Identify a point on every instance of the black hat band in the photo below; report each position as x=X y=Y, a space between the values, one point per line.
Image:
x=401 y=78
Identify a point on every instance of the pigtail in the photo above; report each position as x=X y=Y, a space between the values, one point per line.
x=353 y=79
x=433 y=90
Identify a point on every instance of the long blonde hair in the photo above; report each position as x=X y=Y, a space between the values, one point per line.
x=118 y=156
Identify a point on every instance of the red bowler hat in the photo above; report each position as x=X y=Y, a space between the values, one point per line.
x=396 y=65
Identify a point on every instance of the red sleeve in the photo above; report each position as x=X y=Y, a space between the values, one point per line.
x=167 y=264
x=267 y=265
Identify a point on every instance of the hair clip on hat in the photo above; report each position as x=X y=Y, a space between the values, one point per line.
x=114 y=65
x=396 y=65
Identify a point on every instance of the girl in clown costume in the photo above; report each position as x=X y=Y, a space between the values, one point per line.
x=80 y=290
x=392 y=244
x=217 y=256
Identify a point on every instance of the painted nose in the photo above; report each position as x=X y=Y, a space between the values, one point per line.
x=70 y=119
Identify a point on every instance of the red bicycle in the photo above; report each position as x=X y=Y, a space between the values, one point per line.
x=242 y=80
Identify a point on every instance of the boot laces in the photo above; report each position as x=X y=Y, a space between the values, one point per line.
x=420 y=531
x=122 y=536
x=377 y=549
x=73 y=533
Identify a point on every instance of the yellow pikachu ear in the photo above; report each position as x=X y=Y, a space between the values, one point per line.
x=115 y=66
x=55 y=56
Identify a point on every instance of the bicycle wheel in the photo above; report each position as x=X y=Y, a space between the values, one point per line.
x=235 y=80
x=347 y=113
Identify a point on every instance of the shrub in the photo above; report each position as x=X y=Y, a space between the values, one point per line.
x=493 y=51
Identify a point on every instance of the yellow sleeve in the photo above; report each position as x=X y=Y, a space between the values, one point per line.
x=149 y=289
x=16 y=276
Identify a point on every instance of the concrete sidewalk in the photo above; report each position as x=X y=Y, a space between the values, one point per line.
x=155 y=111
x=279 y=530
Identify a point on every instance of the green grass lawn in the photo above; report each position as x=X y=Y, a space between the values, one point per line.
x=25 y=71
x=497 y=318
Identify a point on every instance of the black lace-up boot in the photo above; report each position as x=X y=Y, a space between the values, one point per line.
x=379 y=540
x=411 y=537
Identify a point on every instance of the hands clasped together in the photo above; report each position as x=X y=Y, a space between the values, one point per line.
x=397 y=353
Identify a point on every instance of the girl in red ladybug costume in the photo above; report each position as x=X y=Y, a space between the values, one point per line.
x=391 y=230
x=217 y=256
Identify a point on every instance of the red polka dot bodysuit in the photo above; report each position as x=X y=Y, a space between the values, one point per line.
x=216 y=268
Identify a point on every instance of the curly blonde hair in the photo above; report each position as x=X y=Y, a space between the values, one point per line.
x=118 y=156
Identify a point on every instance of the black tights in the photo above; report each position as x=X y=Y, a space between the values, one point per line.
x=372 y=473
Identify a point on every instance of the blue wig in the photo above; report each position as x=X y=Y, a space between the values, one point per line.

☆ ☆ ☆

### What you are asked to do
In the lines from the one containing "Identify a point on every instance of the girl in red" through the end of the records, inclusive, change "bodysuit" to "leotard" and leave everything else unchanged. Give back only those lines.

### Finished answer
Identify a point on every instance of the girl in red ladybug costume in the photo above; report each position as x=X y=Y, a space between the values, one point per line.
x=391 y=230
x=217 y=256
Identify a point on every instance of the red polka dot leotard in the photo above; report each position as x=X y=Y, a space between the values, one point per line.
x=216 y=268
Identify a point on every instance of the curly blonde hair in the photo above; report each position as x=X y=Y, a space between the values, one point per line.
x=118 y=156
Identify a point on every instance of the black tights in the photo above; report each position as x=X y=Y, a space between the values, one point per line.
x=372 y=473
Identify a point on every instance of the blue wig in the photo above; report each position as x=X y=Y, a space between the values, one point per line.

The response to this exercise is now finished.